##### TEXT FOR ANALYSIS #####

Donald Trump’s train-wreck presidency linked to LGBT+ mental distress, according to science

LGBTQ Entertainment News

Donald Trump and Mike Pence at a Tennessee “MAGA” rally (Nicholas Kamm/AFP/Getty)

Donald Trump’s disastrous presidency has been linked to a surge in “extreme mental distress” among America’s LGBT+ community.

report for the December issue of the journal Economics and Human Biology found that “extreme mental distress” – categorised as 30 days or more of distress – rose by four per cent from 2015 to Trump’s final year as US president, according to NBC News.

The gap between LGBT+ and non-LGBT+ Americans also widened in that time frame, going from 1.8 per cent 2014 to 6.9 per cent in 2020. Even seemingly small increases in extreme distress are important, the study notes, because such distress is uncommon among the wider population.

“A clear association exists between the 2016 election and the changeover to a decisively anti-LGBT administration and the worsening mental health of sexual and gender minority (SGM) adults, although a completely causal relationship cannot be fully established,” said Masanori Kuroki, an associate economic professor at Arkansas Tech University.

#####

■ WORK ORDER: Reproduce the entire article on Trump's presidency and LGBT+ mental distress word for word.

##### RECORDED INFORMATION #####

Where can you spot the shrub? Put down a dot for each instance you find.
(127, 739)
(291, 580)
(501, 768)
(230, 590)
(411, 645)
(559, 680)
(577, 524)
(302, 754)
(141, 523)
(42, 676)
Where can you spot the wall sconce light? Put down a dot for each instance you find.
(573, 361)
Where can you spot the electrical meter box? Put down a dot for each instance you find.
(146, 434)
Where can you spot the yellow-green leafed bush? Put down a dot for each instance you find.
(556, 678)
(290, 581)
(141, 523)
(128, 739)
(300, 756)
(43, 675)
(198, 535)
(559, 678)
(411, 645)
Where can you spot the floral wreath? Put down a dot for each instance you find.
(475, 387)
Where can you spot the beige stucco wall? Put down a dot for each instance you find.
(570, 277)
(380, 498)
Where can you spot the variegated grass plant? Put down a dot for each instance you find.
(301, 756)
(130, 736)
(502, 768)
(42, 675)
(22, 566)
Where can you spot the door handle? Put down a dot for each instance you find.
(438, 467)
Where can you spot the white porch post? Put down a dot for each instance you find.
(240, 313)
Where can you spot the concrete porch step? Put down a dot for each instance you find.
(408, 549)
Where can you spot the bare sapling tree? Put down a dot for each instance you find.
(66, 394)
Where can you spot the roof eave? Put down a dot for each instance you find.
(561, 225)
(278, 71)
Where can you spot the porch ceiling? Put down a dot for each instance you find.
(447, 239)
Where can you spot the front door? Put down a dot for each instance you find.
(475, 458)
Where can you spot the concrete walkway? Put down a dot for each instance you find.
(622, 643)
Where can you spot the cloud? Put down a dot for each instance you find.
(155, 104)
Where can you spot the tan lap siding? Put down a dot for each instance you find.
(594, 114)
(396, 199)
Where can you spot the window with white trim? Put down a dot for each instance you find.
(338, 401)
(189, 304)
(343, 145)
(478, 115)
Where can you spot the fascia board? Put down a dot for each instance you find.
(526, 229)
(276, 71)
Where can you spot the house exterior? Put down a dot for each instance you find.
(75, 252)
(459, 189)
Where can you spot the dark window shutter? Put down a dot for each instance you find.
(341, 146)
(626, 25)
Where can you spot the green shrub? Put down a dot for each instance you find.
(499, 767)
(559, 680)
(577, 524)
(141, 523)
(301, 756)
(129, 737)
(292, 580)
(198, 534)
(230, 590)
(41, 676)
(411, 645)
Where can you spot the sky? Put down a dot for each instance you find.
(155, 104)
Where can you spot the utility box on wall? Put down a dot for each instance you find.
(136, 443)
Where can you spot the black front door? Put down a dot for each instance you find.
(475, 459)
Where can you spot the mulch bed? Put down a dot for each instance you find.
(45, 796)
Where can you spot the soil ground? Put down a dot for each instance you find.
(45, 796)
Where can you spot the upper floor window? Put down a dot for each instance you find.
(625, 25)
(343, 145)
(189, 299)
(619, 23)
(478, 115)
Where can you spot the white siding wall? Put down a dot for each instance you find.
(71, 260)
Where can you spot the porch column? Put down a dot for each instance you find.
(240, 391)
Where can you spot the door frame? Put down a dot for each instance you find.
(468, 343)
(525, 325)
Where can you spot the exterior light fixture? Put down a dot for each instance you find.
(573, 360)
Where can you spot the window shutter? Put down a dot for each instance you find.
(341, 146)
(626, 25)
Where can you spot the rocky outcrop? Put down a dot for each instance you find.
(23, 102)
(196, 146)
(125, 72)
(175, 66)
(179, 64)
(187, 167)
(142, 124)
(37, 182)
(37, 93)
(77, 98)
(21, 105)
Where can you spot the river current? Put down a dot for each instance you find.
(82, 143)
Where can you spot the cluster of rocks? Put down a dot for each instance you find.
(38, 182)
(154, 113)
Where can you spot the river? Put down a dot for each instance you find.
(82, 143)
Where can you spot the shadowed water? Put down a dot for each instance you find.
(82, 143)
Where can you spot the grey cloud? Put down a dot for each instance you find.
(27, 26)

#####

■ SOLVED EXERCISE:
Donald Trump’s train-wreck presidency linked to LGBT+ mental distress, according to science

LGBTQ Entertainment News

Donald Trump and Mike Pence at a Tennessee “MAGA” rally (Nicholas Kamm/AFP/Getty)

Donald Trump’s disastrous presidency has been linked to a surge in “extreme mental distress” among America’s LGBT+ community.

report for the December issue of the journal Economics and Human Biology found that “extreme mental distress” – categorised as 30 days or more of distress – rose by four per cent from 2015 to Trump’s final year as US president, according to NBC News.

The gap between LGBT+ and non-LGBT+ Americans also widened in that time frame, going from 1.8 per cent 2014 to 6.9 per cent in 2020. Even seemingly small increases in extreme distress are important, the study notes, because such distress is uncommon among the wider population.

“A clear association exists between the 2016 election and the changeover to a decisively anti-LGBT administration and the worsening mental health of sexual and gender minority (SGM) adults, although a completely causal relationship cannot be fully established,” said Masanori Kuroki, an associate economic professor at Arkansas Tech University.